# Objective
Copy every row below word for word, but leave out the pictures.

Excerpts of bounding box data
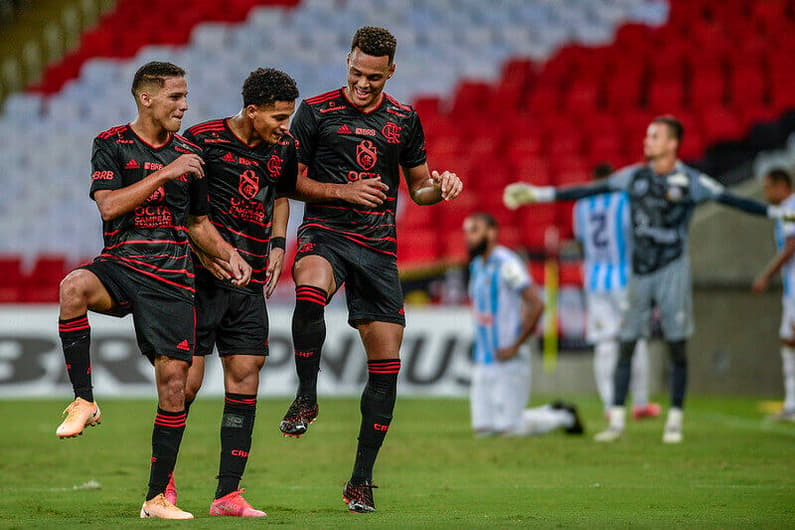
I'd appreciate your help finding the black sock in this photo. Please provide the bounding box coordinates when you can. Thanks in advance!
[185,398,196,419]
[293,285,328,400]
[146,407,185,500]
[668,340,687,409]
[613,340,637,407]
[58,314,94,401]
[215,392,257,499]
[351,359,400,484]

# Result of this task
I'd appreciate your help finding the black sock in this photo. Please provide the bounding box coordinates when you can. Thanks in advance!
[185,398,196,419]
[293,285,328,400]
[146,407,185,500]
[668,340,687,409]
[613,340,637,407]
[58,314,94,401]
[215,392,257,499]
[351,359,400,484]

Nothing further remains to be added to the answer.